Data under study —
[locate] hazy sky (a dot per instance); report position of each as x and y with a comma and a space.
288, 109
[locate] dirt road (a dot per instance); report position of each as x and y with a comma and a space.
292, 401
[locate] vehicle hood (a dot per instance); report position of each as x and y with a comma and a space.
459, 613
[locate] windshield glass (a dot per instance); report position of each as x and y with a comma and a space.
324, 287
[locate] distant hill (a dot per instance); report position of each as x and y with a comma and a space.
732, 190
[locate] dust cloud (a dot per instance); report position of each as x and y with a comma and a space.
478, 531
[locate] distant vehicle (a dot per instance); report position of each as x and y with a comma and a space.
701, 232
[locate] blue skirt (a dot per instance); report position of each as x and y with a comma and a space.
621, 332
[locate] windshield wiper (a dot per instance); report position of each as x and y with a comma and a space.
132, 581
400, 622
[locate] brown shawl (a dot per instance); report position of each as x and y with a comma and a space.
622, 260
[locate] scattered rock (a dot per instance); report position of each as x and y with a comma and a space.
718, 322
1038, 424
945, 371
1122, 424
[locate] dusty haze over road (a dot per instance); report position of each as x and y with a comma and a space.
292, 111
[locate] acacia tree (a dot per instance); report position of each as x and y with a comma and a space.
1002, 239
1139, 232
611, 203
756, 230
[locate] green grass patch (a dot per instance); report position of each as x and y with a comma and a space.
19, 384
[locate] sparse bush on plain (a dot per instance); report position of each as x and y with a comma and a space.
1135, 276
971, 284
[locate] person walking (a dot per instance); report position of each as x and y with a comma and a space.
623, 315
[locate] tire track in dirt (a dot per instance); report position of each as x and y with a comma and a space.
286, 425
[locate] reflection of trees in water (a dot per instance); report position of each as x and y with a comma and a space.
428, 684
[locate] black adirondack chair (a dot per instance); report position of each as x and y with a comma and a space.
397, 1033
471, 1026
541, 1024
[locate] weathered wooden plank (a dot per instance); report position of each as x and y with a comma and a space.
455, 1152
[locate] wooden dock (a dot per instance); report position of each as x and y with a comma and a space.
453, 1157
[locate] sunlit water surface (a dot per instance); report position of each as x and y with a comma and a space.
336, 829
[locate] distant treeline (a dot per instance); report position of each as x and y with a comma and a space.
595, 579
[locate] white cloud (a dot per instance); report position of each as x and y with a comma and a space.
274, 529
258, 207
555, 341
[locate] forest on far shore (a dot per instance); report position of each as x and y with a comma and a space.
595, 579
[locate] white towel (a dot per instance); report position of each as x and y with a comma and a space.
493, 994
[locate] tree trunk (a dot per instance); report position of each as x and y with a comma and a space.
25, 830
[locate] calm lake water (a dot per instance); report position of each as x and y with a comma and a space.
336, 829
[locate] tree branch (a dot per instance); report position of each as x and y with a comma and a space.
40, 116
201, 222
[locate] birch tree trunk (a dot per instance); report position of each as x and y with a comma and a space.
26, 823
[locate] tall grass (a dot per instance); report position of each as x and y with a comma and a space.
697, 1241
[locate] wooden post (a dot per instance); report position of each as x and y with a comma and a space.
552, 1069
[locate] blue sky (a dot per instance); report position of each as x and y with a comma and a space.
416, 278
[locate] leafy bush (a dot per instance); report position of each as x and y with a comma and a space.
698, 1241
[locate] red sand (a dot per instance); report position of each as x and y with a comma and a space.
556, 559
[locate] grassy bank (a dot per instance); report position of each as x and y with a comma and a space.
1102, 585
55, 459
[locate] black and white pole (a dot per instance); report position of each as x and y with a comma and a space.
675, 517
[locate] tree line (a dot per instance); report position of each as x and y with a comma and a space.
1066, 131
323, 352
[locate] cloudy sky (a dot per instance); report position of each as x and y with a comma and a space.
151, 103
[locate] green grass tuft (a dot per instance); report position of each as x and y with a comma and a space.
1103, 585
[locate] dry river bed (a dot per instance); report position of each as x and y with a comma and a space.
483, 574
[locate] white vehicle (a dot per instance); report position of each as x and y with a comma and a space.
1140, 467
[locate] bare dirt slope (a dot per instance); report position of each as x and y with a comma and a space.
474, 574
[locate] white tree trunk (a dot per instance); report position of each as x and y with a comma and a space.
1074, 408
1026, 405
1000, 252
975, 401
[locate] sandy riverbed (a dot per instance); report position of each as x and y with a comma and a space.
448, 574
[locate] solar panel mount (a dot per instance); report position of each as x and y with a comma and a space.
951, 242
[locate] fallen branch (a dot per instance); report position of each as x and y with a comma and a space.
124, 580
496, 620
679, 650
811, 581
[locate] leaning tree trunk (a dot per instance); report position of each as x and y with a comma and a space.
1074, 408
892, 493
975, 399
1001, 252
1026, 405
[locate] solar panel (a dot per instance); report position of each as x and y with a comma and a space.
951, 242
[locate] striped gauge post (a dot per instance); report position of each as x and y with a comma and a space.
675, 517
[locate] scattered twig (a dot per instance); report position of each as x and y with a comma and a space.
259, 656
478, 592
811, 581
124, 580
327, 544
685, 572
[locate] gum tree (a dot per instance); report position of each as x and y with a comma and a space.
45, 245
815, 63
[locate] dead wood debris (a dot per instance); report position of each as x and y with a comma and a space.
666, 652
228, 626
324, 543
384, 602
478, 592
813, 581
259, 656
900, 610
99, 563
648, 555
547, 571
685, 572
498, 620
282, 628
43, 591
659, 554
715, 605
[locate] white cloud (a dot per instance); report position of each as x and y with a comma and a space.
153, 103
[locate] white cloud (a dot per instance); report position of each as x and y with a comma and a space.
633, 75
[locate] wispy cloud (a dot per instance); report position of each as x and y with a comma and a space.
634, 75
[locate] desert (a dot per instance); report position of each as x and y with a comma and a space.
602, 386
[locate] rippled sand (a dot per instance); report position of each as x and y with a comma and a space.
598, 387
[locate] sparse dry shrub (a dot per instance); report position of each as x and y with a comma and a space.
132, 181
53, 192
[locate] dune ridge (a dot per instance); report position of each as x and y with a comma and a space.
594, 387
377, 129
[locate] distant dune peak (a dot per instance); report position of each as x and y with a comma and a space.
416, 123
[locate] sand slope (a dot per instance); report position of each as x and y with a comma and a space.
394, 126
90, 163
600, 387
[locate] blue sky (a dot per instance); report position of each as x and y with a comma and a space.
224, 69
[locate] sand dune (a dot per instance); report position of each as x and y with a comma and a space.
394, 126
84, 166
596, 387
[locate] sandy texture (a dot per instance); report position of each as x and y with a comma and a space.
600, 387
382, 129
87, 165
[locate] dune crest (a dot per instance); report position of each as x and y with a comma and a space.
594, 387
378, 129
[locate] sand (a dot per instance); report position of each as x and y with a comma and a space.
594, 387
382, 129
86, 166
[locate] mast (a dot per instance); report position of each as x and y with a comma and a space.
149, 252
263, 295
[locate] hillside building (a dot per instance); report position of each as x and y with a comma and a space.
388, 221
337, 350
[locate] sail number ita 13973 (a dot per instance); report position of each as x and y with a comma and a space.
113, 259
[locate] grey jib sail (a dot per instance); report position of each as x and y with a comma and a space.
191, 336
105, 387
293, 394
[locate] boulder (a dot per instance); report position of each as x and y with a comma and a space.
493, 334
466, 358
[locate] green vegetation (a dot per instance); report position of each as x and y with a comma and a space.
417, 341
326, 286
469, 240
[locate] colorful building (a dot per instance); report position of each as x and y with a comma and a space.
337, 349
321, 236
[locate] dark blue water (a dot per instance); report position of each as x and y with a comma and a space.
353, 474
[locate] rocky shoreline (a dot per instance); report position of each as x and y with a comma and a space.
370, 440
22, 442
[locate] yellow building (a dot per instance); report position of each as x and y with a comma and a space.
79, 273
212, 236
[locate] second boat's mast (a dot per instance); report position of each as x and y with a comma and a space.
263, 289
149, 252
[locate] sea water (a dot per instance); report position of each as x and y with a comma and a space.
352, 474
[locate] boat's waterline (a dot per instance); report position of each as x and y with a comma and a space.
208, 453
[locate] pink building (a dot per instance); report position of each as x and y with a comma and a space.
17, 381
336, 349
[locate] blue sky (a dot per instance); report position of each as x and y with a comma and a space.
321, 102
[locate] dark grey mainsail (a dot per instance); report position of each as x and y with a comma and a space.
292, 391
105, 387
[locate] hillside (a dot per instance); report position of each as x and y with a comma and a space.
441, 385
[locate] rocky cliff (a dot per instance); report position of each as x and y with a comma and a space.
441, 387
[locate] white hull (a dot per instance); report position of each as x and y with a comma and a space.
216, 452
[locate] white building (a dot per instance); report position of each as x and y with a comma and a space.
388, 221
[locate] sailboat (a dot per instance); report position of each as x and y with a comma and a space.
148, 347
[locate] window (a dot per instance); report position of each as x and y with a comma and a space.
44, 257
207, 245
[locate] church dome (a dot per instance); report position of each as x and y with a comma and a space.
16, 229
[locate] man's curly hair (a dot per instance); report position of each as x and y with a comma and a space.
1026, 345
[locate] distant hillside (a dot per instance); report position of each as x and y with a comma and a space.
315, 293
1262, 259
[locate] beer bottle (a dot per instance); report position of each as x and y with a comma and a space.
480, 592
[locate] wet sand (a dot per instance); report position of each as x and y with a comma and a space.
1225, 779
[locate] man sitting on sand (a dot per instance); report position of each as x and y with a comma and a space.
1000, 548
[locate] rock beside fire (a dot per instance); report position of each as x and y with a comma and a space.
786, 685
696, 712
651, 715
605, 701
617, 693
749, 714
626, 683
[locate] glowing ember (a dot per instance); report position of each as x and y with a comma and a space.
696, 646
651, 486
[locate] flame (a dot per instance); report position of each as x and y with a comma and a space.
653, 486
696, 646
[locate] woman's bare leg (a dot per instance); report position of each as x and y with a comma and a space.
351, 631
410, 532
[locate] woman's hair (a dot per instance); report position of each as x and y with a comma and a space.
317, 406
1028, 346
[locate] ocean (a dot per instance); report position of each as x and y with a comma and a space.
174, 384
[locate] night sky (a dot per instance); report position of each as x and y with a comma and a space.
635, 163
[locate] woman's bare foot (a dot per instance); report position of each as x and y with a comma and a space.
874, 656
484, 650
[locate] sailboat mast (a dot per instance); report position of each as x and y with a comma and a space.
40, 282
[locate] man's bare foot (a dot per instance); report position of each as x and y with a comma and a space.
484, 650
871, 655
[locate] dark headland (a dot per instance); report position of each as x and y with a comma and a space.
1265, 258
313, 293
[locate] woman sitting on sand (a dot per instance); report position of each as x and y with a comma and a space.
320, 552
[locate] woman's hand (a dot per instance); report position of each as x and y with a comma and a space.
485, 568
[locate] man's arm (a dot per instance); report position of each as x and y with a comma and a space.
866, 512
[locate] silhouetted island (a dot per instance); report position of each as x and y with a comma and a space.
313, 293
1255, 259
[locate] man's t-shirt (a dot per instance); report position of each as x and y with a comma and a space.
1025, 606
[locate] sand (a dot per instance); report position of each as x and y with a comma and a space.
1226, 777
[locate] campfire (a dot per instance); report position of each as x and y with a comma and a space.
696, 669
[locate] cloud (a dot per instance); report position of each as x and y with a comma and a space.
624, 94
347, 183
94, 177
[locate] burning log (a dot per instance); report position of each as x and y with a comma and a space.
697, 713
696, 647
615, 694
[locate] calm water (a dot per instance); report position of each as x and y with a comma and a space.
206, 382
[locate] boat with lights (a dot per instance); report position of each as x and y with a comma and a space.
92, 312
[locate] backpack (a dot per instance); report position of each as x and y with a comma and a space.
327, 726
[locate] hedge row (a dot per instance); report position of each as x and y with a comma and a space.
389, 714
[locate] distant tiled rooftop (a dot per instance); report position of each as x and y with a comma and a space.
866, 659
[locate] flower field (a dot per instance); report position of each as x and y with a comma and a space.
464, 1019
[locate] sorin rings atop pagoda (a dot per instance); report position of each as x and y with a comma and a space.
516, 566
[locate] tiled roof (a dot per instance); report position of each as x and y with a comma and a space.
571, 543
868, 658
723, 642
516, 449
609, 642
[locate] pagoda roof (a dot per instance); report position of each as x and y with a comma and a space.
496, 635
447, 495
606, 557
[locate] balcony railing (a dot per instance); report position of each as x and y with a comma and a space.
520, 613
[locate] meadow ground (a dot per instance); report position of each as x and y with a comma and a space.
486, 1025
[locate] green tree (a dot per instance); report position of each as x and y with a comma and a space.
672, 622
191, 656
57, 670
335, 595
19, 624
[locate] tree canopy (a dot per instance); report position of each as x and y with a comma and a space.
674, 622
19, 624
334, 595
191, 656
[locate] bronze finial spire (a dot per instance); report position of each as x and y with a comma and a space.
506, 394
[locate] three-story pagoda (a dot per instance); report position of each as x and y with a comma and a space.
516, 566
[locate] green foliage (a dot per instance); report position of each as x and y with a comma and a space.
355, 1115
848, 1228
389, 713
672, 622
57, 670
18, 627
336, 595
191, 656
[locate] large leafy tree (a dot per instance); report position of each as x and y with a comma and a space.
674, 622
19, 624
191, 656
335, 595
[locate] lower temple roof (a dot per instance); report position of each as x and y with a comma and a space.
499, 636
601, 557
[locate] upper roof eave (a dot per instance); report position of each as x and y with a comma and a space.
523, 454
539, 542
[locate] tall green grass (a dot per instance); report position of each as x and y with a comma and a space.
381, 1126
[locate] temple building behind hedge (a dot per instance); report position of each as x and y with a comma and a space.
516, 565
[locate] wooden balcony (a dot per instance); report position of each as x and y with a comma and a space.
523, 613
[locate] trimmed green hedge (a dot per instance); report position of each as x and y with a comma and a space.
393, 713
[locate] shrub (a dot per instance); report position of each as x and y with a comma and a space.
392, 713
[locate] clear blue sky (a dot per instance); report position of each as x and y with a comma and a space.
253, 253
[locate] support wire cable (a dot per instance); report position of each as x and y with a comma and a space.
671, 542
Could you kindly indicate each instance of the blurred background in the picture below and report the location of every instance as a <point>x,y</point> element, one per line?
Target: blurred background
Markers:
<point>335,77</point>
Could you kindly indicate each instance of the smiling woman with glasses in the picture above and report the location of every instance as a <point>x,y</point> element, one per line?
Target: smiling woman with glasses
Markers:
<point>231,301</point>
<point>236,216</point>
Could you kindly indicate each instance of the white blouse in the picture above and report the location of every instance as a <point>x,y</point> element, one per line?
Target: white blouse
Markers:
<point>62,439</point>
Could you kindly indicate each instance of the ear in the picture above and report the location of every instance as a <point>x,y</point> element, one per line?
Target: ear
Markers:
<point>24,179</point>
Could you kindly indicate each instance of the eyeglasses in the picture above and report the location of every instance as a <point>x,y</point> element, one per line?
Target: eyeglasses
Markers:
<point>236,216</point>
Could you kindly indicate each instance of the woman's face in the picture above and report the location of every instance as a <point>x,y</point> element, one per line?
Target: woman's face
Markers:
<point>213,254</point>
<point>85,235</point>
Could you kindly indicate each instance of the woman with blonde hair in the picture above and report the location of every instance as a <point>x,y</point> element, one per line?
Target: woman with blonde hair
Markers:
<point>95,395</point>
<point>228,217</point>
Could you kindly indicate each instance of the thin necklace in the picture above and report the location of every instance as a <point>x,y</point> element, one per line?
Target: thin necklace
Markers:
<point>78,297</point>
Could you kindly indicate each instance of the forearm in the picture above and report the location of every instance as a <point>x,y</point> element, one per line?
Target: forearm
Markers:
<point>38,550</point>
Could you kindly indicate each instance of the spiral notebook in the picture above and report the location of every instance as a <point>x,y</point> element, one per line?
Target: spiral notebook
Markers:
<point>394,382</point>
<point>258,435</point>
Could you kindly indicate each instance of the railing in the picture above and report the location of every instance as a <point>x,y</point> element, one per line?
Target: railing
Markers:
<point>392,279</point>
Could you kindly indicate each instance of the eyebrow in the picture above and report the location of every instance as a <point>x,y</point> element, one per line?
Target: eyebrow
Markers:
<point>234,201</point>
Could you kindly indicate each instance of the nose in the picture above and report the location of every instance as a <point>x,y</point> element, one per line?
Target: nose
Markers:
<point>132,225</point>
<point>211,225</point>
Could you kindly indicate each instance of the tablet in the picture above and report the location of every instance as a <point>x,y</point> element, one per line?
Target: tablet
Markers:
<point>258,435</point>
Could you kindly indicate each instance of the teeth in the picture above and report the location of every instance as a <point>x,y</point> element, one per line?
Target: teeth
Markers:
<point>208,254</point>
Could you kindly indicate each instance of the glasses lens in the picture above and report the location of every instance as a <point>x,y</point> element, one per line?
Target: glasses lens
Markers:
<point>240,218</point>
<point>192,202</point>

Work task — Only the lines with the string "blurred" are wanted; pick them out of the records above and copy them.

Result —
Could you kindly indicate each instance of the blurred background in the picture below and report the location of every instance as a <point>x,y</point> element, one per line?
Target: blurred background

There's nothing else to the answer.